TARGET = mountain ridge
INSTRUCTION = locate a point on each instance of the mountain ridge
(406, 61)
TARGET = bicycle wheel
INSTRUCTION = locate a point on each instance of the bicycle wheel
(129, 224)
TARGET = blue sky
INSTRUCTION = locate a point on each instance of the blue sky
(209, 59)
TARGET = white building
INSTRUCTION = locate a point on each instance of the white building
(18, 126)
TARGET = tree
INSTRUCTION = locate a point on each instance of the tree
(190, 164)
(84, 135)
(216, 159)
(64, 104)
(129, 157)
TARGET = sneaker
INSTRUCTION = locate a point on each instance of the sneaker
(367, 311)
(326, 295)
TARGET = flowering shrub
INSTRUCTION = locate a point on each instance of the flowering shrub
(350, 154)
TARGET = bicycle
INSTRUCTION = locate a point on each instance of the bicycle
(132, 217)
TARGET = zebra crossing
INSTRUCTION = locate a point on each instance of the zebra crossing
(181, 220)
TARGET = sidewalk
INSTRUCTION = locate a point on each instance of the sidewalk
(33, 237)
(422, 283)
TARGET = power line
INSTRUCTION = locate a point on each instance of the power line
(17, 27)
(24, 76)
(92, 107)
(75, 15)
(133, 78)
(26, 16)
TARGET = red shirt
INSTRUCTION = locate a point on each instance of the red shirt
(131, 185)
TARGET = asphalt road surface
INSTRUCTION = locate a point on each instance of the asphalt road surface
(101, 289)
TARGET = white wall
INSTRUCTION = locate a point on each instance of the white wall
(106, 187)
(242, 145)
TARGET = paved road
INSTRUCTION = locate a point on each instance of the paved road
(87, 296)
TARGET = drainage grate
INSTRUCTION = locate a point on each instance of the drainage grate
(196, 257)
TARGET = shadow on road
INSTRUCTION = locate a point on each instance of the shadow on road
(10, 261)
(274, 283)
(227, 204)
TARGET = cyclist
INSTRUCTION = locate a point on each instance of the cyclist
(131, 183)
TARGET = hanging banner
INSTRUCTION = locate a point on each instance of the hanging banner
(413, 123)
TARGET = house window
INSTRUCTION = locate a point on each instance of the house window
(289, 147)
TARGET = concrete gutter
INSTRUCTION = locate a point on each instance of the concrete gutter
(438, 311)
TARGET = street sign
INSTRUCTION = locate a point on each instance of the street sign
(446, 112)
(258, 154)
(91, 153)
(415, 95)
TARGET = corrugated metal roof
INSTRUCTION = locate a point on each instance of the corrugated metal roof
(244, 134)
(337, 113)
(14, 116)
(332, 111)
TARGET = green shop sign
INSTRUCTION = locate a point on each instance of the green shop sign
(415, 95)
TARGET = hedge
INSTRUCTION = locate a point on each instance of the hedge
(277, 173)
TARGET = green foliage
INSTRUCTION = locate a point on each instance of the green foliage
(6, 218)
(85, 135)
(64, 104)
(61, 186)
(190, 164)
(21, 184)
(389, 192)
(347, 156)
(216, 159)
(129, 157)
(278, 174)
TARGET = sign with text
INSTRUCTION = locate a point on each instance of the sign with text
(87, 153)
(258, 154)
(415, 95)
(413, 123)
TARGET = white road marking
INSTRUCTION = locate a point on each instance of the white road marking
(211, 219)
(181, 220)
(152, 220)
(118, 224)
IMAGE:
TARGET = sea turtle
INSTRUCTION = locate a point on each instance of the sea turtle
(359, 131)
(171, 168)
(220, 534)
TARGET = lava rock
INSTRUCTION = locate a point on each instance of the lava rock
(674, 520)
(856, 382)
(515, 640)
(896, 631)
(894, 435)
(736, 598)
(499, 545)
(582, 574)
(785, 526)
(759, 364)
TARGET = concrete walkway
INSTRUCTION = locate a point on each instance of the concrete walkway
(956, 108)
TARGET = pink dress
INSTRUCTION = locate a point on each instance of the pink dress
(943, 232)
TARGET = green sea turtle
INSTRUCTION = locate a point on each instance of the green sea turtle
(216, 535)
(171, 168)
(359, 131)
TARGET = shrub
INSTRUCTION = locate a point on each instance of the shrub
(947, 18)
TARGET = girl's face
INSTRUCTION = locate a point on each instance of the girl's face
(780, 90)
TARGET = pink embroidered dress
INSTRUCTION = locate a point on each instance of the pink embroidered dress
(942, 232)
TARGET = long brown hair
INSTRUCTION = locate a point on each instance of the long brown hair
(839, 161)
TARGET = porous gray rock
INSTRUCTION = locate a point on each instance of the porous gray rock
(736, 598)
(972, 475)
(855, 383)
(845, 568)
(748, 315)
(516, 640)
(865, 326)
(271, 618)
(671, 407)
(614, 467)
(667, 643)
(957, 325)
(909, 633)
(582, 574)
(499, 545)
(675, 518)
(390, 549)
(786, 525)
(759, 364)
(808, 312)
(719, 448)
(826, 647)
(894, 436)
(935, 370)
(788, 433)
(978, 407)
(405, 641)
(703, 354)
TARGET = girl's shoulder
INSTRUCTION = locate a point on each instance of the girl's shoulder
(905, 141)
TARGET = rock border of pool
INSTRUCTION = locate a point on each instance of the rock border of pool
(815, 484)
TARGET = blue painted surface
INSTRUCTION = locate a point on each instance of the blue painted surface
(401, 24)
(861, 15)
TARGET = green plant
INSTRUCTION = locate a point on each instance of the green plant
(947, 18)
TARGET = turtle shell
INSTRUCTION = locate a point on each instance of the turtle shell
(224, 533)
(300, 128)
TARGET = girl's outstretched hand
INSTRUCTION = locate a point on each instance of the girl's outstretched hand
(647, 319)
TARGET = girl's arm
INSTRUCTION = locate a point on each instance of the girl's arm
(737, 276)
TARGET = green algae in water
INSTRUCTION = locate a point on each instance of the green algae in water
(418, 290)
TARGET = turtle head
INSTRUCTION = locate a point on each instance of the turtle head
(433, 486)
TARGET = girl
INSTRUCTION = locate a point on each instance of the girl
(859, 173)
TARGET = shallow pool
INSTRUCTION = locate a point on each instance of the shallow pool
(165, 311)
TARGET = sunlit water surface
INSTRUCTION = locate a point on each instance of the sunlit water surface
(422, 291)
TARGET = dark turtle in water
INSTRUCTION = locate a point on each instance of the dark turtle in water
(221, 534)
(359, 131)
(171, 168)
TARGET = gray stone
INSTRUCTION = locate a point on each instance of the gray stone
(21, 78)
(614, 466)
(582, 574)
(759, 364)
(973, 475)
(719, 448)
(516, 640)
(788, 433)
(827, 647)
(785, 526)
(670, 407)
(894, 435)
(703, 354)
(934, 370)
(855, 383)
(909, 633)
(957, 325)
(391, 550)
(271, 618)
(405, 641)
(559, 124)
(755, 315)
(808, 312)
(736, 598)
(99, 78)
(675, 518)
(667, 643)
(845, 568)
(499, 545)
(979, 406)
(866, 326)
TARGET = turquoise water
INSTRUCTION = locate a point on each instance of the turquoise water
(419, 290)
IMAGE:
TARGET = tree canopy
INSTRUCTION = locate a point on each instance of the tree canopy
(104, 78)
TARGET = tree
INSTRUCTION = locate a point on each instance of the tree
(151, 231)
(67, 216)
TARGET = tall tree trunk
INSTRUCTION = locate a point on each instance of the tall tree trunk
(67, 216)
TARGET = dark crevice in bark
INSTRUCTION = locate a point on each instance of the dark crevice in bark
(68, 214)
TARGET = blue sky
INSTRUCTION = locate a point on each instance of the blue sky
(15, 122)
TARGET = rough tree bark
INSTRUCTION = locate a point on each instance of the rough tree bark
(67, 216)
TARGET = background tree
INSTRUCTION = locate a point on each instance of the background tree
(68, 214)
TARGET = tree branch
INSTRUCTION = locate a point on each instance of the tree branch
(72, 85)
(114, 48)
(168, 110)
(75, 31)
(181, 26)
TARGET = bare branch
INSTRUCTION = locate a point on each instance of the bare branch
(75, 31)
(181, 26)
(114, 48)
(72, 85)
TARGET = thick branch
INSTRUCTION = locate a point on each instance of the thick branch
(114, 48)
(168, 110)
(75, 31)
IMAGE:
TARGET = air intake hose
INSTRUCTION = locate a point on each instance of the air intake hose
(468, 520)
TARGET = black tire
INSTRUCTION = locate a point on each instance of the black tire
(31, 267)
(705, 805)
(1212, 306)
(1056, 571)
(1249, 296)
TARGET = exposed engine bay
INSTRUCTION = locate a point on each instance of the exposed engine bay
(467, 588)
++++++++
**SET PROBLEM**. Return, unchanged, the lines of the items from the one holding "TARGET = black tire" through the last line of the items, inclusive.

**REPLY TO THE TASK**.
TARGET = black tire
INSTRUCTION = locate a point on each instance of the black tire
(31, 267)
(705, 805)
(1212, 306)
(1056, 571)
(1249, 296)
TARGET = exposed engine bay
INSTRUCTION = locate a point on each instance of the exposed engine bay
(467, 588)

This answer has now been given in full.